BRIEF -> Look for "TARGET = dark eyeglass frame" in the records below, then copy that line and every line after it, exactly and with nothing added.

GIVEN DATA ->
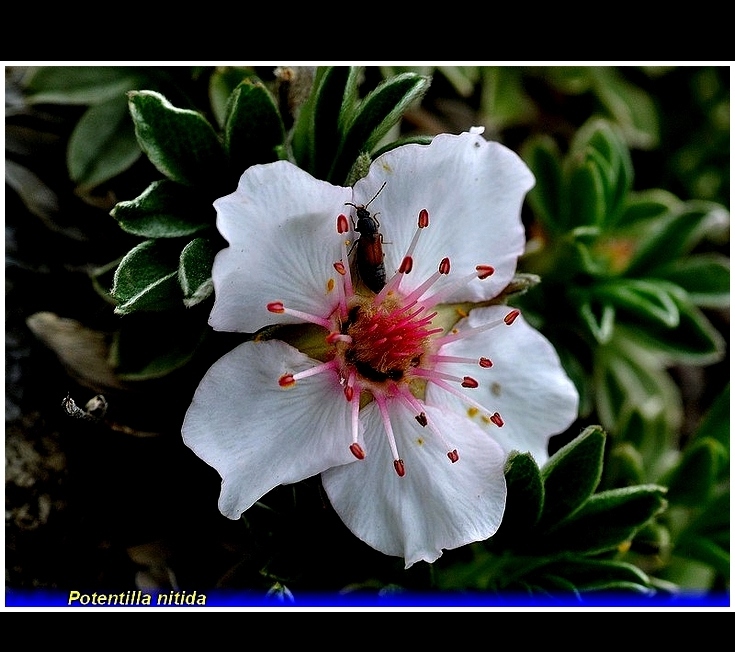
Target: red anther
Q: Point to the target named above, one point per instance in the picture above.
(400, 467)
(286, 380)
(511, 316)
(357, 451)
(343, 224)
(497, 420)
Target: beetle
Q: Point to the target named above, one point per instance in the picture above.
(369, 246)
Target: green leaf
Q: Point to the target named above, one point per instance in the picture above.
(525, 497)
(541, 154)
(647, 300)
(693, 341)
(599, 319)
(79, 84)
(716, 421)
(571, 475)
(376, 114)
(675, 235)
(606, 521)
(335, 101)
(611, 155)
(705, 277)
(195, 271)
(624, 467)
(253, 126)
(504, 101)
(631, 107)
(628, 376)
(692, 481)
(706, 551)
(588, 574)
(586, 194)
(222, 82)
(179, 142)
(102, 144)
(147, 279)
(649, 206)
(165, 209)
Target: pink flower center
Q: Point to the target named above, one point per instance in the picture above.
(388, 346)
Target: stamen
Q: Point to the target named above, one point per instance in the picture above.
(481, 272)
(354, 397)
(397, 461)
(313, 371)
(407, 262)
(511, 316)
(343, 226)
(286, 380)
(413, 405)
(467, 332)
(278, 308)
(460, 395)
(465, 381)
(485, 363)
(421, 289)
(357, 451)
(335, 337)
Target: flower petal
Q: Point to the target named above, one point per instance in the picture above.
(258, 435)
(473, 190)
(437, 504)
(281, 226)
(526, 384)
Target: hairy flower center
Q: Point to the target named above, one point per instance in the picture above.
(387, 339)
(383, 343)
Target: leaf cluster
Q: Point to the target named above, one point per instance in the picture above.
(559, 538)
(632, 272)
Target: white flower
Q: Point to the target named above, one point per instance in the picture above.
(409, 424)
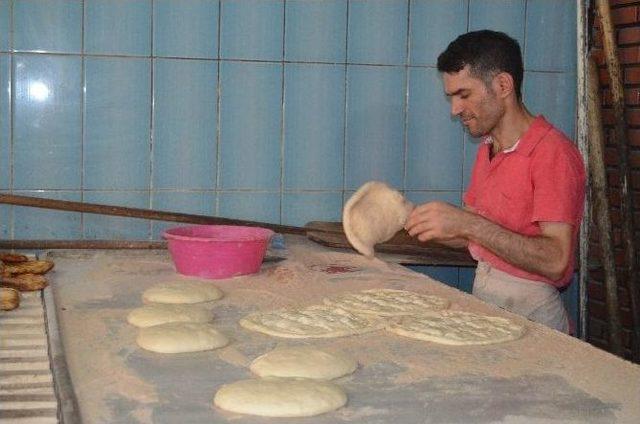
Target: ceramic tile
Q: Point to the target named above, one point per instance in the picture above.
(115, 227)
(368, 42)
(300, 208)
(5, 121)
(250, 125)
(316, 30)
(314, 126)
(444, 274)
(47, 138)
(117, 122)
(47, 26)
(255, 206)
(498, 15)
(420, 197)
(185, 115)
(434, 24)
(434, 139)
(34, 223)
(188, 28)
(191, 202)
(375, 125)
(252, 29)
(120, 27)
(554, 96)
(551, 35)
(5, 25)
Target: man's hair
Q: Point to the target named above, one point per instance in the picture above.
(487, 53)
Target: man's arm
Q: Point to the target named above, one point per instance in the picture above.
(547, 254)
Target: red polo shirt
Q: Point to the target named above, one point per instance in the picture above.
(542, 179)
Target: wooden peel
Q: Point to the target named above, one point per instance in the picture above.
(326, 233)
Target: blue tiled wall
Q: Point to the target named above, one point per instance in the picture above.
(269, 110)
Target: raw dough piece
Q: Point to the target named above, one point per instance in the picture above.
(303, 361)
(182, 292)
(373, 215)
(387, 302)
(159, 313)
(178, 337)
(457, 328)
(280, 397)
(313, 321)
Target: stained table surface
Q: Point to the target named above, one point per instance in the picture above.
(545, 376)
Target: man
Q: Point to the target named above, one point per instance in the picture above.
(524, 203)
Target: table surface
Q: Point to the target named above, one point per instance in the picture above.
(545, 376)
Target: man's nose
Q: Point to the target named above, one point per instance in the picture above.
(456, 108)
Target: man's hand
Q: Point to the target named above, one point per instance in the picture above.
(546, 254)
(438, 221)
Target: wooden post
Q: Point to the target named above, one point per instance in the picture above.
(617, 91)
(601, 204)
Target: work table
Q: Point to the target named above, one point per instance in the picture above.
(541, 377)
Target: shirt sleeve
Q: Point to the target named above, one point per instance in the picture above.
(558, 183)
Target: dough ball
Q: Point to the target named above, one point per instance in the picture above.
(158, 313)
(179, 337)
(280, 397)
(182, 292)
(303, 361)
(374, 214)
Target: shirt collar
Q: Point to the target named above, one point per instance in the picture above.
(529, 140)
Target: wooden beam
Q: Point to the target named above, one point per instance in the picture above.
(626, 208)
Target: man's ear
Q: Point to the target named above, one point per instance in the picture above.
(503, 84)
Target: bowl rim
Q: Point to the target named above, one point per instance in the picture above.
(268, 233)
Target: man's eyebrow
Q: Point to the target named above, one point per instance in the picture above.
(459, 91)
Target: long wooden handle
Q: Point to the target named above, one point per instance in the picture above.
(152, 214)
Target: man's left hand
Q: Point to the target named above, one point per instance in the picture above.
(437, 221)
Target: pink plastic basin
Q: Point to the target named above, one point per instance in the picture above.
(217, 251)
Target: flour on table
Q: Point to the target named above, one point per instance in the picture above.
(280, 397)
(312, 321)
(182, 292)
(457, 328)
(159, 313)
(387, 302)
(179, 337)
(303, 361)
(374, 214)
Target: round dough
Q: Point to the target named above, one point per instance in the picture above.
(457, 328)
(158, 313)
(303, 361)
(179, 337)
(182, 292)
(373, 215)
(387, 302)
(280, 397)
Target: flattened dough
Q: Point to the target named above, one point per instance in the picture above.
(373, 215)
(159, 313)
(303, 361)
(313, 321)
(280, 397)
(180, 337)
(457, 328)
(182, 292)
(388, 302)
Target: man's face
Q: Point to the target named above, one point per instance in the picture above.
(473, 101)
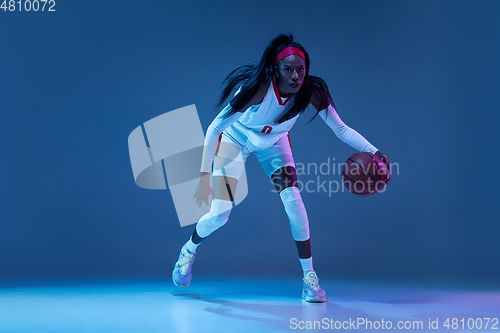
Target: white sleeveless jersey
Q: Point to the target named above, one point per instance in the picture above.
(257, 127)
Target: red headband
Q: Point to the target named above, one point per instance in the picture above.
(289, 51)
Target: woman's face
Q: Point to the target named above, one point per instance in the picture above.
(290, 74)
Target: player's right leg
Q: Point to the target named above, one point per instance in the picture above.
(225, 179)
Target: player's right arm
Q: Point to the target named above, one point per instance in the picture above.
(218, 125)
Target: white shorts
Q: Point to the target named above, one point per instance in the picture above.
(231, 155)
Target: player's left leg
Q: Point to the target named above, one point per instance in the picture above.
(279, 165)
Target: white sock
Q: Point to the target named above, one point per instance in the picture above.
(190, 246)
(306, 265)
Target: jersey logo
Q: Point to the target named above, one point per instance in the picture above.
(267, 129)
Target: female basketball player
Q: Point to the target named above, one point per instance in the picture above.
(272, 95)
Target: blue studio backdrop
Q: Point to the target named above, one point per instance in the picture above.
(418, 79)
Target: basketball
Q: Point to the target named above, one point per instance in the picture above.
(364, 174)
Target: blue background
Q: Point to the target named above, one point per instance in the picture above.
(418, 79)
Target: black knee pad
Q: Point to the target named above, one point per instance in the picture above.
(284, 177)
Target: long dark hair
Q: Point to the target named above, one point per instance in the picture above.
(253, 76)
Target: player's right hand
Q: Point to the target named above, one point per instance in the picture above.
(203, 192)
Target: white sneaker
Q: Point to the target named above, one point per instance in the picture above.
(181, 275)
(312, 292)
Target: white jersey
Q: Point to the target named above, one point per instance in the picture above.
(255, 129)
(257, 126)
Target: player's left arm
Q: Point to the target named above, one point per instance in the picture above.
(345, 133)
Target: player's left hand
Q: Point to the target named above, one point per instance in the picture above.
(388, 166)
(384, 159)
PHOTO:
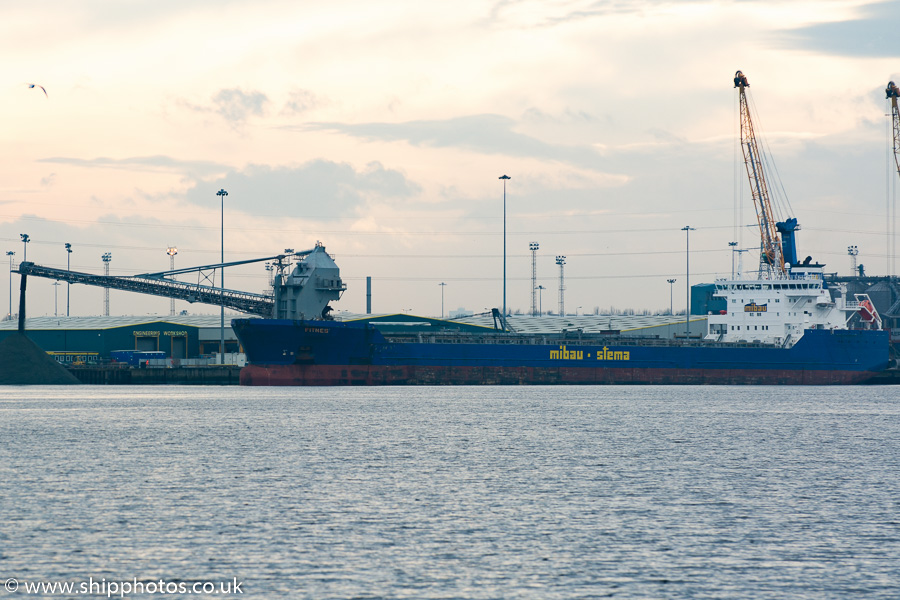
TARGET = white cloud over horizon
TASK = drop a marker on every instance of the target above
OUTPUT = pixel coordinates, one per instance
(381, 129)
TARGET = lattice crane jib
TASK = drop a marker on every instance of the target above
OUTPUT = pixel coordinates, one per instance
(772, 256)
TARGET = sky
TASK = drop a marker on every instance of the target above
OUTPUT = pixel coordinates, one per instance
(380, 129)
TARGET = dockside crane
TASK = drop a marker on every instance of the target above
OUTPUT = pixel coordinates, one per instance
(778, 244)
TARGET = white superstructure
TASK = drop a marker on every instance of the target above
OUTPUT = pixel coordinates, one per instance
(778, 311)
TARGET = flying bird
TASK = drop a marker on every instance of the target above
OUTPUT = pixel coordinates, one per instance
(34, 85)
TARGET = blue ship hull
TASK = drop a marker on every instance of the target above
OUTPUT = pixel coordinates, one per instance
(285, 352)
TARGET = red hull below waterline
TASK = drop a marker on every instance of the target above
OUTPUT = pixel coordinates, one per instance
(333, 375)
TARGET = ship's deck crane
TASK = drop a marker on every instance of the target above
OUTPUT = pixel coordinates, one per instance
(892, 92)
(775, 251)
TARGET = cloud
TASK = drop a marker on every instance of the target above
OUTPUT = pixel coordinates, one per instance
(236, 105)
(315, 189)
(233, 104)
(301, 101)
(486, 134)
(141, 163)
(873, 35)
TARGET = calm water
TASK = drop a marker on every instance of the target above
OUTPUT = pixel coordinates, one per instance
(501, 492)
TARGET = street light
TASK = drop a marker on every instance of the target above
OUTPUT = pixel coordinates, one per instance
(534, 247)
(671, 305)
(221, 194)
(172, 251)
(732, 244)
(25, 240)
(504, 178)
(107, 256)
(687, 229)
(10, 254)
(68, 268)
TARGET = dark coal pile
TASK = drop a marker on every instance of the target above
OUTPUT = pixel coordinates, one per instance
(22, 362)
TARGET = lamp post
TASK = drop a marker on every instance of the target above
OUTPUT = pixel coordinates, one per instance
(172, 251)
(732, 245)
(561, 261)
(687, 229)
(504, 178)
(10, 254)
(221, 194)
(107, 256)
(68, 268)
(25, 240)
(671, 296)
(534, 247)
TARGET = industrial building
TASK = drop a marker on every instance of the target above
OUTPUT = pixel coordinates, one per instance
(91, 339)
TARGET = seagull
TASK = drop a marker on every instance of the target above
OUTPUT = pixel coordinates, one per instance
(34, 85)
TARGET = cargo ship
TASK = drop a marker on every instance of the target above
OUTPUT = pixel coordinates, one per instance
(785, 326)
(788, 330)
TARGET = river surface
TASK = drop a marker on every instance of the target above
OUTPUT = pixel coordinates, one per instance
(443, 492)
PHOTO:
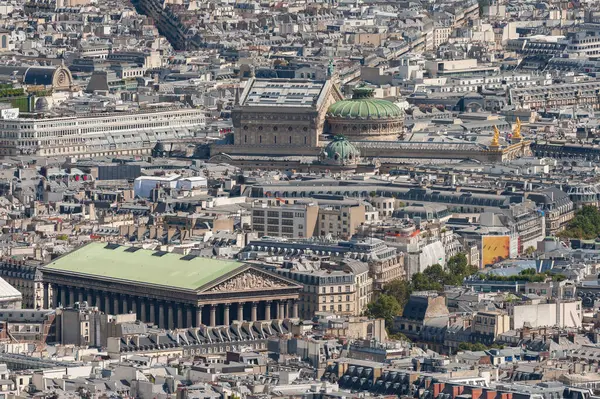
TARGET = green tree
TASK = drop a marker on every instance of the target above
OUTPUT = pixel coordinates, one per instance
(585, 225)
(399, 289)
(422, 282)
(474, 347)
(384, 307)
(458, 268)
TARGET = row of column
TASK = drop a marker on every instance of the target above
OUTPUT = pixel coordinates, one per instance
(171, 314)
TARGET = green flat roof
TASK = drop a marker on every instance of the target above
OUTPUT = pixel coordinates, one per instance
(142, 266)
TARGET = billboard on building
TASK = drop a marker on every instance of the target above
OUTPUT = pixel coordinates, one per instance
(494, 249)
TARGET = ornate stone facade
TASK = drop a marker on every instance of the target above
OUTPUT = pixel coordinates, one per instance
(248, 281)
(281, 115)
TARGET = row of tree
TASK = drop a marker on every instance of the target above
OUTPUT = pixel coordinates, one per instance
(585, 225)
(395, 294)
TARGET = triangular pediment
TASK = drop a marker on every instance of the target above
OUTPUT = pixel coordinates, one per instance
(250, 279)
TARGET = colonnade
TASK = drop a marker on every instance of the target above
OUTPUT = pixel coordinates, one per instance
(172, 313)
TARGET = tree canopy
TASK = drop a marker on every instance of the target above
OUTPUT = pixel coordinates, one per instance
(384, 307)
(432, 278)
(585, 225)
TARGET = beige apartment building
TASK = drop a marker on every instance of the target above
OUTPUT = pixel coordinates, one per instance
(340, 221)
(284, 220)
(325, 291)
(488, 325)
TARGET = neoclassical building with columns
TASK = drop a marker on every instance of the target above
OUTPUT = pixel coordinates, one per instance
(166, 289)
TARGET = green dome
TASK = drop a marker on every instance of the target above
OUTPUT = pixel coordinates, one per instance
(341, 147)
(364, 106)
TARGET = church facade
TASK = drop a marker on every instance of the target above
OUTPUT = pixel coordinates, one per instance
(166, 289)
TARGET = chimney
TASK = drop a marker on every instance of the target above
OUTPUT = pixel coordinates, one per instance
(438, 387)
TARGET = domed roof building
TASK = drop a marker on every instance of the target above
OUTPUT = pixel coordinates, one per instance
(364, 118)
(340, 152)
(341, 155)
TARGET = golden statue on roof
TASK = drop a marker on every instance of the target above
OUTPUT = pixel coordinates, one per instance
(517, 132)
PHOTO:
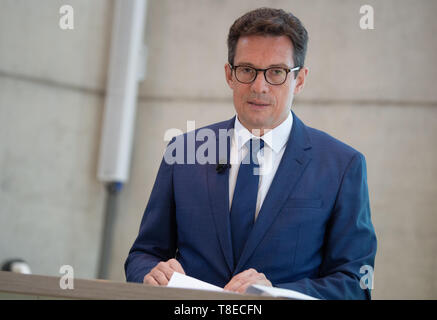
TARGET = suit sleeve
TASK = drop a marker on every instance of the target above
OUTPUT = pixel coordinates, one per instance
(156, 240)
(350, 242)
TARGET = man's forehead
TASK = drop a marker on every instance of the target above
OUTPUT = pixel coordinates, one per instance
(254, 49)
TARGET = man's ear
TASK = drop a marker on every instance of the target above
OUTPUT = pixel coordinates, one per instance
(300, 80)
(228, 75)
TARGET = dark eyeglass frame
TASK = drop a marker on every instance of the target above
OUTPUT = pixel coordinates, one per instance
(287, 70)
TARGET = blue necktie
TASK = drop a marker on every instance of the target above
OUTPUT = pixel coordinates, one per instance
(244, 199)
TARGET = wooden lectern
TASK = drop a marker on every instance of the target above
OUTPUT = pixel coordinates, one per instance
(23, 286)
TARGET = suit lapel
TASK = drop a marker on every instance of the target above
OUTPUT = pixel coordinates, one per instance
(218, 188)
(293, 163)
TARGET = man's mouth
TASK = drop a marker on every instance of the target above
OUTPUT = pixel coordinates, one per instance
(258, 103)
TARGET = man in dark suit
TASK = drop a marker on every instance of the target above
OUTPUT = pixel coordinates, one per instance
(276, 203)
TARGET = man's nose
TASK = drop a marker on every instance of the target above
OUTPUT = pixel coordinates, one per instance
(260, 85)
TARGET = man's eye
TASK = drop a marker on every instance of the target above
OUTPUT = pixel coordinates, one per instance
(277, 72)
(247, 70)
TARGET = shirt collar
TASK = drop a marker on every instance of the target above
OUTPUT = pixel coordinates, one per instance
(275, 138)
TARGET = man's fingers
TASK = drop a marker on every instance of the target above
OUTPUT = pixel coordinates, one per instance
(176, 266)
(240, 282)
(159, 277)
(148, 279)
(164, 267)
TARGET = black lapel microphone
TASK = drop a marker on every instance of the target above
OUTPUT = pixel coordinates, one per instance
(222, 167)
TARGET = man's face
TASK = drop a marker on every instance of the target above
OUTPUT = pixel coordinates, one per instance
(261, 105)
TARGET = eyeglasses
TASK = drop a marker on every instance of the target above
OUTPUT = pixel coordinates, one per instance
(273, 75)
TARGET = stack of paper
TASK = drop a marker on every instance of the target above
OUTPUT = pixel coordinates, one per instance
(179, 280)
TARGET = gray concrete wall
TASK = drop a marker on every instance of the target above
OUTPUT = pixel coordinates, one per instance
(373, 89)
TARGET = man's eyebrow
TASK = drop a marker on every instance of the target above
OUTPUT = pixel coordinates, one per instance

EXERCISE ANSWER ->
TARGET = dark eyeglass frame
TASK = drop a marker on every instance of the target above
OUTPUT = pixel coordinates, one per instance
(287, 70)
TARGET = blue necktie
TASK = drop a marker on every instance of the target above
OUTPUT = pixel coordinates, one per instance
(244, 199)
TARGET = wooden lectern
TASK = drop a marker on every instance of the target above
OUTPUT = pixel coordinates, one per instance
(23, 286)
TARGET = suit lapel
TASK = drop a marker on every instance of the target above
OUTPUT = pixel coordinates, one per instance
(218, 188)
(293, 163)
TARGET = man's mouth
TASK = drop a marker on every instance of the target above
OUTPUT = pixel coordinates, one per instance
(258, 103)
TARGET = man in dark suit
TASK = drop a marker on every instance of the target above
OUTPUT = pixel coordinates, one per instance
(276, 203)
TARGET = man's nose
TASK = drop a marker on every instance of the target above
OUTPUT = pixel coordinates, one per instance
(260, 85)
TARGET = man's eye
TASK = drop a marker on every instance of the target above
OUTPUT = pixel coordinates, one per instance
(277, 72)
(247, 70)
TARGET = shirt collar
TASK = drop a marker on every instance of the target above
OUTPUT = pixel coordinates, one per instance
(275, 138)
TARGET = man's fingers
TASK = drop a marker on every instance of the target above
OUTPUT = pixel coordinates, one per instance
(176, 266)
(240, 282)
(159, 277)
(148, 279)
(164, 267)
TARGET = black lapel microphone
TASK = drop a marker on every instance of the target above
OUTPUT = pixel coordinates, one per instance
(222, 167)
TARGET = man's face
TASK = drop a marker on every instance of the target above
OUTPUT = pixel coordinates, one per instance
(261, 105)
TARGET = eyeglasses
TASK = drop a marker on every instance of the target above
OUTPUT = pixel coordinates, one per instance
(273, 75)
TARGET = stack of paper
TASK = drop a marker on every instance of the target above
OUTPUT = pixel coordinates, one per instance
(179, 280)
TARGET = gray concrete wall
TASK = drop a marker on every instance of the target above
OUTPUT = pixel coordinates, one per instance
(373, 89)
TARGET = man's eyebrow
TASK = drop a marker on every instance of the target above
OUTPUT = pixel coordinates, one per instance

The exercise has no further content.